== Entries shown ==

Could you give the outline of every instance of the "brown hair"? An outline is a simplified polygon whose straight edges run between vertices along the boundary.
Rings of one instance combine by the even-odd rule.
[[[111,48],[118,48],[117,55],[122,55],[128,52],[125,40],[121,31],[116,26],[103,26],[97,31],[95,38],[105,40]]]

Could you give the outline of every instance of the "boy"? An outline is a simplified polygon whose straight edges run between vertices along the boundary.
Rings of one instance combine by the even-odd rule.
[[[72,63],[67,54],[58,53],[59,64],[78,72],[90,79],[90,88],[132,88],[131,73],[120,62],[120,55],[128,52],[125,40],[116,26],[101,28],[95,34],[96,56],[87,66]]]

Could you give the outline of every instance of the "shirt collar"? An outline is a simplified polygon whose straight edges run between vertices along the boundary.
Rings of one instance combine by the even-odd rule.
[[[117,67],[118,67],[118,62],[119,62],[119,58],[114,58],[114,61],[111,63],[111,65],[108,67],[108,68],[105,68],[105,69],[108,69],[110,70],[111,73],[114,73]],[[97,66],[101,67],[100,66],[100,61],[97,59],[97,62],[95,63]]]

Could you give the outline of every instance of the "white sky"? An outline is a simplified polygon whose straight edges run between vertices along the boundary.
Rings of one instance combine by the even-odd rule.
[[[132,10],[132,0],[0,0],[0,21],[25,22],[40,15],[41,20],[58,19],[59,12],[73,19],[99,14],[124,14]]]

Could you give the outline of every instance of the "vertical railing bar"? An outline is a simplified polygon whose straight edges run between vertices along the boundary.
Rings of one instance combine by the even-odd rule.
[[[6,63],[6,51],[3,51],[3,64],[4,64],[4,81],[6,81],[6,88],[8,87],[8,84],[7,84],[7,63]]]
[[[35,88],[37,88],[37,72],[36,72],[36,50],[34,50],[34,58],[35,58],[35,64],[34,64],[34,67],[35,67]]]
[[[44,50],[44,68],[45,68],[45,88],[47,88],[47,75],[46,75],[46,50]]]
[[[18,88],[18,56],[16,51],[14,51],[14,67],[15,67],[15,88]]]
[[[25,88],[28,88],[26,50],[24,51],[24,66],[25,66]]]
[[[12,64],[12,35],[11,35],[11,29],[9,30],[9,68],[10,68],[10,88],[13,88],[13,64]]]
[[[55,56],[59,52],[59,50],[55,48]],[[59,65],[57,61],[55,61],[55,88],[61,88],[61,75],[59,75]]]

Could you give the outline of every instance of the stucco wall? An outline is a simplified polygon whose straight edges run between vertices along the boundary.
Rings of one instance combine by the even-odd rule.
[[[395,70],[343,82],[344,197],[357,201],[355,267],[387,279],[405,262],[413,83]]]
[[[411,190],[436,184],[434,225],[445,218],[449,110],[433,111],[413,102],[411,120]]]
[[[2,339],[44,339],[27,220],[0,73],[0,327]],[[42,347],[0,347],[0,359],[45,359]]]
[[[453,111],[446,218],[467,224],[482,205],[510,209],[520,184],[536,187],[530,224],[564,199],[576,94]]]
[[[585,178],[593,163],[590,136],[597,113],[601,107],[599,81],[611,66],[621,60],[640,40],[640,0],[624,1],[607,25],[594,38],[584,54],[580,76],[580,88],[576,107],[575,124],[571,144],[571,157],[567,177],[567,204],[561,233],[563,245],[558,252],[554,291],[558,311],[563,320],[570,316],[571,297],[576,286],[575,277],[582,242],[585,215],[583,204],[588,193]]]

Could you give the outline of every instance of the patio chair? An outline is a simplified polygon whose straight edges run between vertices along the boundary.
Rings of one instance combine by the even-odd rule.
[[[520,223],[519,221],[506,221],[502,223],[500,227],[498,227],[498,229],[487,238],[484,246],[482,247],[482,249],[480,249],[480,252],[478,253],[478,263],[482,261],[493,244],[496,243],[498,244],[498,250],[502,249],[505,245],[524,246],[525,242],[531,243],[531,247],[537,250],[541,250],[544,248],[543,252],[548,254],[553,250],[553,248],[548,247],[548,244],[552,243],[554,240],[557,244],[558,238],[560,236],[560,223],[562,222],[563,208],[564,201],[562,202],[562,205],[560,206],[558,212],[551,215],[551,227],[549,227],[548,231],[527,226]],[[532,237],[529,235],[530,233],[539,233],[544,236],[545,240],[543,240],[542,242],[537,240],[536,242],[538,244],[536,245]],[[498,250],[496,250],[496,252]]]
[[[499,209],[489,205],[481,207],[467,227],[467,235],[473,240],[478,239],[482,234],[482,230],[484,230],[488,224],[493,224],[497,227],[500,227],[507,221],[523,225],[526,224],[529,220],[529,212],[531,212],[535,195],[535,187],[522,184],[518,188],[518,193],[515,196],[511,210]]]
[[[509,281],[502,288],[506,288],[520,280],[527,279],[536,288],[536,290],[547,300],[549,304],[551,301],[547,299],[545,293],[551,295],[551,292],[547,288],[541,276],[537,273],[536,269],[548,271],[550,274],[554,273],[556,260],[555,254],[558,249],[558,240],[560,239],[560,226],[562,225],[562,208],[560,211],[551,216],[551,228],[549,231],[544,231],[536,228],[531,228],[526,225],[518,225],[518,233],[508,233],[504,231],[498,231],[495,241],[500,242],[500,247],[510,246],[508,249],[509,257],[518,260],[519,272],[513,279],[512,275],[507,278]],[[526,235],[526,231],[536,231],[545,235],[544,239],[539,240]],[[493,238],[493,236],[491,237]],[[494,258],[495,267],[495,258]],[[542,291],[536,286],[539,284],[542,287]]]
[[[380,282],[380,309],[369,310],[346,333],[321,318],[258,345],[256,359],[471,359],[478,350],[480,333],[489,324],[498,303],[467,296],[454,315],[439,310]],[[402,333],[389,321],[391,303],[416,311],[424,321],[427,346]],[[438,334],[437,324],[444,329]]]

===

▸ **What you have to do**
Can you reproduce all the material exactly?

▸ **Finished task**
Could you give the outline of every instance of the "brown hair"? An outline is a simplified polygon whose straight edges run between vertices along the boundary.
Rings of one instance combine by the even-odd rule.
[[[111,48],[118,48],[117,55],[122,55],[128,52],[125,40],[121,31],[116,26],[103,26],[97,31],[95,38],[105,40]]]

Could you give the outline of every instance of the "boy"? An outline is a simplified polygon whose straight edges run between vertices along the boundary.
Rings of one instance combine by the even-odd rule.
[[[72,63],[67,54],[58,53],[59,64],[78,72],[90,79],[90,88],[132,88],[131,73],[120,62],[120,55],[128,52],[125,40],[116,26],[101,28],[95,34],[96,56],[87,66]]]

Could you give the outline of every instance of the "shirt collar"? An outline is a simplified polygon whose straight edges run between vertices along the boundary.
Rings of one instance combine by the even-odd rule.
[[[117,67],[118,67],[118,62],[119,62],[119,58],[114,58],[114,61],[111,63],[111,65],[108,67],[108,68],[105,68],[105,69],[108,69],[110,70],[111,73],[114,73]],[[97,66],[101,67],[100,66],[100,61],[97,59],[97,62],[95,63]]]

Could you give the outline of every instance of the "white sky"? An outline is a simplified polygon whose straight edges run between vertices along the boundary.
Rings of one instance combine by the even-odd rule.
[[[132,10],[132,0],[0,0],[0,21],[25,22],[40,15],[41,20],[58,19],[59,12],[73,19],[99,14],[124,14]]]

Could you give the outline of every instance of the "vertical railing bar"? An outline is a simplified polygon whose straight edges run between vertices along the boundary.
Rings of one instance combine by the even-odd rule.
[[[6,63],[6,51],[3,51],[3,64],[4,64],[4,81],[6,81],[6,88],[8,87],[8,84],[7,84],[7,63]]]
[[[35,88],[37,88],[37,72],[36,72],[36,50],[34,50],[34,58],[35,58],[35,64],[34,64],[34,67],[35,67]]]
[[[44,50],[44,68],[45,68],[45,88],[47,88],[47,75],[46,75],[46,50]]]
[[[18,88],[18,56],[16,51],[14,51],[14,67],[15,67],[15,88]]]
[[[25,88],[28,88],[26,50],[24,51],[24,66],[25,66]]]
[[[12,64],[12,35],[11,35],[11,29],[9,30],[9,68],[10,68],[10,88],[13,88],[13,64]]]
[[[55,56],[59,52],[59,50],[55,48]],[[59,65],[57,61],[55,61],[55,88],[61,88],[61,75],[59,75]]]

Could you give the outline of every instance of the stucco wall? An outline is a simplified polygon whose straight edges run between vertices along the boundary.
Rings of one instance combine by the even-odd rule.
[[[395,70],[343,82],[344,197],[357,201],[355,267],[387,279],[405,262],[413,83]]]
[[[411,190],[436,184],[434,225],[445,218],[449,110],[433,111],[413,102],[411,120]]]
[[[2,339],[44,339],[27,220],[0,73],[0,327]],[[42,347],[0,347],[0,359],[45,359]]]
[[[453,111],[446,218],[467,224],[482,205],[510,209],[520,184],[536,187],[530,224],[564,199],[576,94]]]
[[[585,178],[593,163],[590,136],[597,113],[601,107],[599,81],[611,66],[621,60],[640,40],[640,0],[624,1],[607,25],[594,38],[584,54],[580,76],[580,88],[576,107],[575,124],[571,144],[571,157],[567,177],[567,204],[561,233],[563,245],[558,252],[554,291],[558,311],[563,320],[570,316],[571,297],[576,286],[575,277],[582,242],[585,215],[583,204],[588,193]]]

Could you give the outline of every instance of the patio chair? An outline is a simplified polygon whose straight edges run between vertices along the boundary.
Rings of one instance combine by the even-odd rule.
[[[520,223],[519,221],[506,221],[502,223],[500,227],[498,227],[498,229],[487,238],[484,246],[482,247],[482,249],[480,249],[480,252],[478,253],[478,263],[482,261],[493,244],[496,243],[498,244],[498,250],[502,249],[505,245],[524,246],[525,242],[531,243],[531,247],[537,250],[541,250],[544,248],[543,252],[548,254],[553,250],[553,248],[548,247],[548,244],[552,243],[554,240],[557,244],[558,238],[560,236],[560,223],[562,222],[563,208],[564,201],[562,202],[562,205],[560,206],[558,212],[551,215],[551,227],[549,227],[548,231],[527,226]],[[532,237],[529,235],[530,233],[539,233],[544,236],[545,240],[543,240],[542,242],[537,240],[536,242],[538,244],[536,245]],[[498,250],[496,250],[496,252]]]
[[[499,209],[489,205],[481,207],[467,227],[467,235],[473,240],[478,239],[482,234],[482,230],[484,230],[488,224],[493,224],[497,227],[500,227],[507,221],[523,225],[526,224],[529,220],[529,212],[531,212],[535,195],[535,187],[522,184],[518,188],[518,193],[515,196],[511,210]]]
[[[509,281],[502,288],[506,288],[520,280],[527,279],[536,288],[536,290],[547,300],[549,304],[551,301],[547,299],[545,293],[551,295],[551,292],[547,288],[541,276],[537,273],[536,269],[548,271],[550,274],[554,273],[556,260],[555,254],[558,249],[558,240],[560,239],[560,226],[562,225],[562,208],[560,211],[551,216],[551,228],[549,231],[544,231],[536,228],[531,228],[526,225],[518,225],[518,233],[508,233],[504,231],[498,231],[495,241],[500,242],[500,247],[510,246],[508,249],[509,257],[518,260],[519,272],[513,279],[512,275],[507,278]],[[526,235],[526,231],[536,231],[545,235],[544,239],[539,240]],[[493,238],[493,236],[491,237]],[[494,258],[495,267],[495,258]],[[542,291],[536,286],[539,284],[542,287]]]
[[[380,282],[380,309],[369,310],[346,333],[321,318],[258,345],[256,359],[471,359],[478,350],[480,333],[489,324],[498,303],[467,296],[454,315],[439,310]],[[402,333],[389,321],[391,303],[416,311],[424,321],[427,346]],[[438,334],[437,324],[444,329]]]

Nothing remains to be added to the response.